- WHAT THE TASK REQUIRES -
In the records below, copy verbatim the lines running from the line containing "of the round" to the line containing "[(396, 106)]", both of those lines included.

- DATA IN THIS EXERCISE -
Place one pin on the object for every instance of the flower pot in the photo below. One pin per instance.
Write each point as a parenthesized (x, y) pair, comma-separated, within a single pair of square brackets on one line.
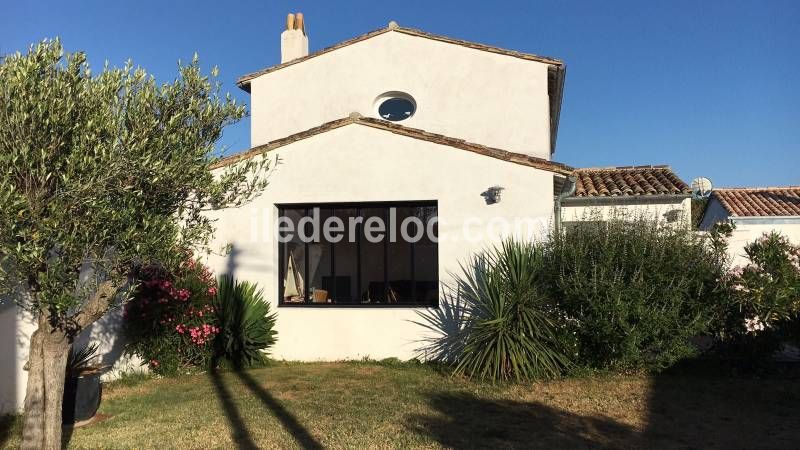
[(81, 397)]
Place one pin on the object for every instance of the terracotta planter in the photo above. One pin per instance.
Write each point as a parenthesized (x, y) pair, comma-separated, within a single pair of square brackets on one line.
[(82, 396)]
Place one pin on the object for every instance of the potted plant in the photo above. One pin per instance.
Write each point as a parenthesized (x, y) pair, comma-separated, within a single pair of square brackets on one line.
[(82, 386)]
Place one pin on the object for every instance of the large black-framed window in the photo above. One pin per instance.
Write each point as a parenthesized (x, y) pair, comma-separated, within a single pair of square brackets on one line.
[(360, 264)]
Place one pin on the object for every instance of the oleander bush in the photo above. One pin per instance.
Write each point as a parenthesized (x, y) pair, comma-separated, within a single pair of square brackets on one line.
[(764, 309), (623, 295), (171, 322)]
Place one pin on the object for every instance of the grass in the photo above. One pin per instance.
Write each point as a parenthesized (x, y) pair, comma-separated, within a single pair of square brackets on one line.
[(393, 405)]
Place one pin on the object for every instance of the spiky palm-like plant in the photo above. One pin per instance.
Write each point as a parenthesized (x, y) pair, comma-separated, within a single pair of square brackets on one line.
[(247, 326), (511, 330)]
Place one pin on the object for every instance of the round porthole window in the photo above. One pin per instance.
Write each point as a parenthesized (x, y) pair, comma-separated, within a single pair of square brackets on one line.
[(396, 106)]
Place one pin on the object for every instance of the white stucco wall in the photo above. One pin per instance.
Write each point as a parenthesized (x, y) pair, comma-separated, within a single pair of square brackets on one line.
[(16, 328), (748, 229), (469, 94), (633, 207), (360, 164)]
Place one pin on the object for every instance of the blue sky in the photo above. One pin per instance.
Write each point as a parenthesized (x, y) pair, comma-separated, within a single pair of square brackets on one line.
[(710, 88)]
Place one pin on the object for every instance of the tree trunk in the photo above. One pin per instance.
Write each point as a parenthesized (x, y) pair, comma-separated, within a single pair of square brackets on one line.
[(47, 365)]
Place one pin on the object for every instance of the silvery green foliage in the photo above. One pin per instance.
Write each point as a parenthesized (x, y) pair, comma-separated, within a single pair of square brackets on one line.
[(104, 172)]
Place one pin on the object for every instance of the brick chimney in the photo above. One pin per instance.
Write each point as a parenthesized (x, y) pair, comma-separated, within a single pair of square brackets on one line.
[(294, 42)]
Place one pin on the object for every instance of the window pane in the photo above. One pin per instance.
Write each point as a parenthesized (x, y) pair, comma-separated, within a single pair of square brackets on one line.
[(319, 262), (373, 288), (344, 287), (293, 273), (401, 279), (426, 258)]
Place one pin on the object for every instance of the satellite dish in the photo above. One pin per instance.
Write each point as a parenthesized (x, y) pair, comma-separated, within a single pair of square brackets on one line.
[(701, 187)]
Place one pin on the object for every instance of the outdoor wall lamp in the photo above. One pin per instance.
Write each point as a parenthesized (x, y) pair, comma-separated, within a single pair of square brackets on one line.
[(492, 195)]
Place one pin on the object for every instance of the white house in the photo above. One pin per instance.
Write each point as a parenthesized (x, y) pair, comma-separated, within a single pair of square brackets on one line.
[(754, 211), (446, 143)]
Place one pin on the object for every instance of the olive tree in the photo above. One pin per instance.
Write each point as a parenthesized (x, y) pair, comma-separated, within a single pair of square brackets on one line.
[(100, 174)]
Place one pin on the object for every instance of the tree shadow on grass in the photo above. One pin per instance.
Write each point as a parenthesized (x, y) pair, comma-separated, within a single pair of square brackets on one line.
[(463, 420), (10, 424), (287, 419), (700, 403), (239, 433)]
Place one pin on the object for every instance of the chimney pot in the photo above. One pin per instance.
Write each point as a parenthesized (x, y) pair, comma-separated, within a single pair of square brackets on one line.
[(294, 42)]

- OUTPUT BELOW -
Place one pin on the object for every instance of the round porthole window in the photo above. One pin per instance.
Write each point as a parenthesized (x, y) pair, comma-separated, within a single pair of square brackets on one line.
[(396, 106)]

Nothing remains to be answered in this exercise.